[Information provided]:

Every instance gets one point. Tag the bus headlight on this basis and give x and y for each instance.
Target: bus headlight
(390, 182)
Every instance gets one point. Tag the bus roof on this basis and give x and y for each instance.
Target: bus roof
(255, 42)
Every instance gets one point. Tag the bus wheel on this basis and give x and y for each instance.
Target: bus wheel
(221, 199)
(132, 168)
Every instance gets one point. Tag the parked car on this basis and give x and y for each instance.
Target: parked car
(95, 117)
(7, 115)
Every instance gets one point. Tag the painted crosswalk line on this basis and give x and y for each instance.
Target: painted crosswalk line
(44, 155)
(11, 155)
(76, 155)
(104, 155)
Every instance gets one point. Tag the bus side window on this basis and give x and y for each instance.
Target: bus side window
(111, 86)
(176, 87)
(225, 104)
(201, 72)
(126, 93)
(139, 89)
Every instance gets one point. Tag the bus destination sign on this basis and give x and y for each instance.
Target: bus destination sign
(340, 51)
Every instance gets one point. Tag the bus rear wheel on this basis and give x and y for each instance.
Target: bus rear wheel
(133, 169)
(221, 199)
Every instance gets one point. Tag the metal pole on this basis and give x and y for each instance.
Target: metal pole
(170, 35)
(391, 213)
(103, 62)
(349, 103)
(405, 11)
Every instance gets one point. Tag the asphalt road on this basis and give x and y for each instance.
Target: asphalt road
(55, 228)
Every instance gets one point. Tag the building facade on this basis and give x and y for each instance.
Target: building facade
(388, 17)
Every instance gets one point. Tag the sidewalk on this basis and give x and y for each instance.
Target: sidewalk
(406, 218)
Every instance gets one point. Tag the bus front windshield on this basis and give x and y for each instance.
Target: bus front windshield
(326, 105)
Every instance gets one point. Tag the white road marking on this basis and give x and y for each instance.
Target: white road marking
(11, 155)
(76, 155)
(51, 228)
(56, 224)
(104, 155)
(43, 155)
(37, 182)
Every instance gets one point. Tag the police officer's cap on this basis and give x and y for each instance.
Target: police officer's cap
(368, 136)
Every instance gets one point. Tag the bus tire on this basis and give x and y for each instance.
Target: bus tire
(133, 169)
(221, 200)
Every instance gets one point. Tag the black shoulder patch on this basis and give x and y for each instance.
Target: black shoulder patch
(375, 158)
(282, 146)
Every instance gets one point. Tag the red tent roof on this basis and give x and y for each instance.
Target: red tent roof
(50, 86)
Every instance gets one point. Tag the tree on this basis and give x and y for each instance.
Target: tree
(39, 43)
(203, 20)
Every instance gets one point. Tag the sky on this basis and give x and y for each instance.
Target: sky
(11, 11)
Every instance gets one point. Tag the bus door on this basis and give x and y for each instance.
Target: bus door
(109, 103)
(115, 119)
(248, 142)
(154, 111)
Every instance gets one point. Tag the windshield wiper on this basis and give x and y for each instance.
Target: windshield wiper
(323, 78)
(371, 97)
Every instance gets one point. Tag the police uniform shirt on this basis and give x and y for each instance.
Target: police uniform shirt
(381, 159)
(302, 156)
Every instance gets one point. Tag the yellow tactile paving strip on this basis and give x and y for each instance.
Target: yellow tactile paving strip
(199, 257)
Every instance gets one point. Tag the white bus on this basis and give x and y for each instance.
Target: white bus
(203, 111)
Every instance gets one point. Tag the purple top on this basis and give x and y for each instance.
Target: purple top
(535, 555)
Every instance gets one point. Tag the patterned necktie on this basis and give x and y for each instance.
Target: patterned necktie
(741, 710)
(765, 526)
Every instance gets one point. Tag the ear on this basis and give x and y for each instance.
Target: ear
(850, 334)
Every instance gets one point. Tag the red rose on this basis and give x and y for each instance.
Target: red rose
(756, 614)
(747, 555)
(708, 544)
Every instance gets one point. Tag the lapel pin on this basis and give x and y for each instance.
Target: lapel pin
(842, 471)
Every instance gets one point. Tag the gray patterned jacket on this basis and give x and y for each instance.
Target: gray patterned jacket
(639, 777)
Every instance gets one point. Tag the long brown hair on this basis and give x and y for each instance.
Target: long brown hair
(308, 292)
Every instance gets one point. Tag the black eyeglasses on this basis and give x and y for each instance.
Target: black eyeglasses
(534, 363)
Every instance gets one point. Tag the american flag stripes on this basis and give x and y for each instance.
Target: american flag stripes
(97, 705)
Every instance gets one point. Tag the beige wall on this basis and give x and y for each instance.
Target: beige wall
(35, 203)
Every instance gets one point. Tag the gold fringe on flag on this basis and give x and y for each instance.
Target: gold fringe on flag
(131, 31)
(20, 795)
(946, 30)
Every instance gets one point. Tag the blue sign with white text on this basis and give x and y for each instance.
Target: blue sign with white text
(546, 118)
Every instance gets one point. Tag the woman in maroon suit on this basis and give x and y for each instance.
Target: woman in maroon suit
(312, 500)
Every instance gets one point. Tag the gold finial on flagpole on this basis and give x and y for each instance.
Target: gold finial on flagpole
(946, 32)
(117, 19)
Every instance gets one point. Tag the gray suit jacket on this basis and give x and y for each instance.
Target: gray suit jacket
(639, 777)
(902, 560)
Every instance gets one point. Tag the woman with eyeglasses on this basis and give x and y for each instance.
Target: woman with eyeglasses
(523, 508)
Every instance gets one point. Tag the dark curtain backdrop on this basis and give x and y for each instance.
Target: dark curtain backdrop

[How to complete this task]:
Everything in the data above must be restated verbatim.

[Problem solution]:
Every instance gets one point. Tag the bus headlight on this basis and give x and y for each instance.
Target: bus headlight
(390, 182)
Every instance gets one point. Tag the bus roof on this basis and give x and y for each instance.
Target: bus roof
(255, 42)
Every instance gets one point. Tag the bus wheel on this basis and give x and y for each instance.
Target: bus wheel
(221, 199)
(132, 168)
Every instance gets one point. Tag the parked car on this basis and give x and y for each instance.
Target: parked car
(95, 117)
(7, 115)
Every instance gets one point. Tag the painted crosswalk line on this basis and give x and y for each instance.
Target: painted crosswalk line
(44, 155)
(11, 155)
(76, 155)
(104, 155)
Every instance gets one point. Tag the bus side window on this basis and give x and y for each instance.
Target: bus side window
(111, 86)
(176, 87)
(225, 104)
(201, 72)
(126, 93)
(139, 89)
Every instance gets one point. Tag the bus destination sign on this basis and give x and y for each instance.
Target: bus destination sign
(340, 51)
Every instance gets one point. Tag the bus rear wheel on this basis and give x and y for each instance.
Target: bus rear wheel
(133, 169)
(221, 199)
Every instance gets one point. Tag the metal pole on this basis and give x and y for each instance.
Target: metal pole
(170, 35)
(391, 213)
(103, 62)
(349, 103)
(405, 11)
Every instance gets one point. Tag the asphalt road on this basis and give x and y for each instance.
Target: asphalt road
(55, 228)
Every instance gets one point. Tag the building facade on this basis and give x and y for each instance.
Target: building facade
(388, 17)
Every instance gets one point. Tag the sidewalk on this basis and give x and y for each instance.
Target: sidewalk
(406, 218)
Every instance gets one point. Tag the bus front windshield on this basis and give x and y for each instance.
Target: bus front windshield
(326, 105)
Every instance gets one point. Tag the white road marking on this basis and give x and y for each instance.
Target: white road marking
(11, 155)
(76, 155)
(51, 228)
(56, 224)
(104, 155)
(43, 155)
(37, 182)
Every instance gets one point. Tag the police officer's cap on this basis and give x and y for each instance.
Target: police officer's cap
(368, 136)
Every instance gets one point. Tag the bus tire on this basis and give x and y for each instance.
Target: bus tire
(133, 169)
(221, 200)
Every instance gets one point. Tag the black shoulder patch on this basis and give x and y for each instance.
Target: black shoulder patch
(375, 158)
(282, 146)
Every instance gets one point. Tag the red tent roof on this basis and give x and y for each instance.
Target: red tent roof
(50, 86)
Every instance gets one point. Tag the tree on this basis and give x and y for each instance.
Target: tree
(39, 43)
(203, 20)
Every instance gets one point. Tag the sky on this basis and give x and y for each instance.
Target: sky
(11, 11)
Every instance gets one point. Tag the bus door on this basis and give x and y for each instance.
Target: bus door
(109, 103)
(115, 119)
(248, 142)
(154, 111)
Every instance gets one point. Tag the windshield wiper on this basis and give x and y for each instance.
Target: windshield wiper
(323, 78)
(371, 97)
Every instance gets one point. Tag the police uniform shirt on this basis and give x and y for each instance.
Target: police uniform shirt
(381, 159)
(302, 156)
Every instance gets one point. Tag the yellow tactile paving strip on this basis and give x and y for each instance.
Target: yellow tactile paving strip
(199, 257)
Every instance gets one point. Tag the white bus on this basis and give x and y for each instance.
Target: white bus
(203, 111)
Every instance gets one point. Tag the purple top on this basis and give x and y for each instance.
Target: purple top
(535, 555)
Every instance gets one point. Tag the patterned necktie on this basis and give x and y for each instance.
Target: patterned necktie
(741, 710)
(765, 526)
Every instance gets one point. Tag the ear on this basis and give x and y for each instance.
Target: ear
(850, 334)
Every instance gets one point. Tag the red rose on this basis and give x and y for each instance.
Target: red rose
(756, 614)
(747, 555)
(708, 544)
Every instance gets one point. Tag the lapel pin on this basis and give x and y for each instance.
Target: lapel pin
(842, 471)
Every instance gets one point. Tag the gray patterned jacket on this basis and give x and y for each instance.
Target: gray patterned jacket
(639, 777)
Every instance gets one point. Tag the long brown hair on this basis and give x and y for each instance.
Target: long brown hair
(308, 292)
Every instance gets one point. Tag the black eyeglasses on this basis and give x and y for each instance.
Target: black eyeglasses
(534, 363)
Every instance gets one point. Tag the american flag stripes on this basis and give x and y for each instance.
Target: american flag stripes
(97, 705)
Every instance gets one point. Tag the beige wall on this basis and give x and y for each instance.
Target: beige wall
(35, 203)
Every instance gets one point. Tag the gold fringe on flag on this basis and give x and y for each instance.
Target: gold fringe on flag
(131, 31)
(20, 795)
(946, 30)
Every instance gets one point. Tag the blue sign with white text on this basis and give x and y for each instance.
Target: blue sign with white text
(546, 118)
Every instance gets one point. Tag the woman in maroon suit on this basis and give x and y for each instance.
Target: woman in maroon suit
(312, 500)
Every instance gets one point. Tag the gold finial on flagpole on this basis and give x and y for each instance.
Target: gold finial on flagpole
(946, 32)
(117, 19)
Every instance gets one point. Tag the gray suit jacket on this basis and give x and y for each instance.
Target: gray suit jacket
(639, 777)
(902, 560)
Every instance gets one point. Tag the woman with eyeglasses on this basis and give x and y for each instance.
Target: woman with eyeglasses
(523, 508)
Every instance gets one point. Tag the dark curtain backdrop on this basis and give x and y for each instance.
Target: dark curtain backdrop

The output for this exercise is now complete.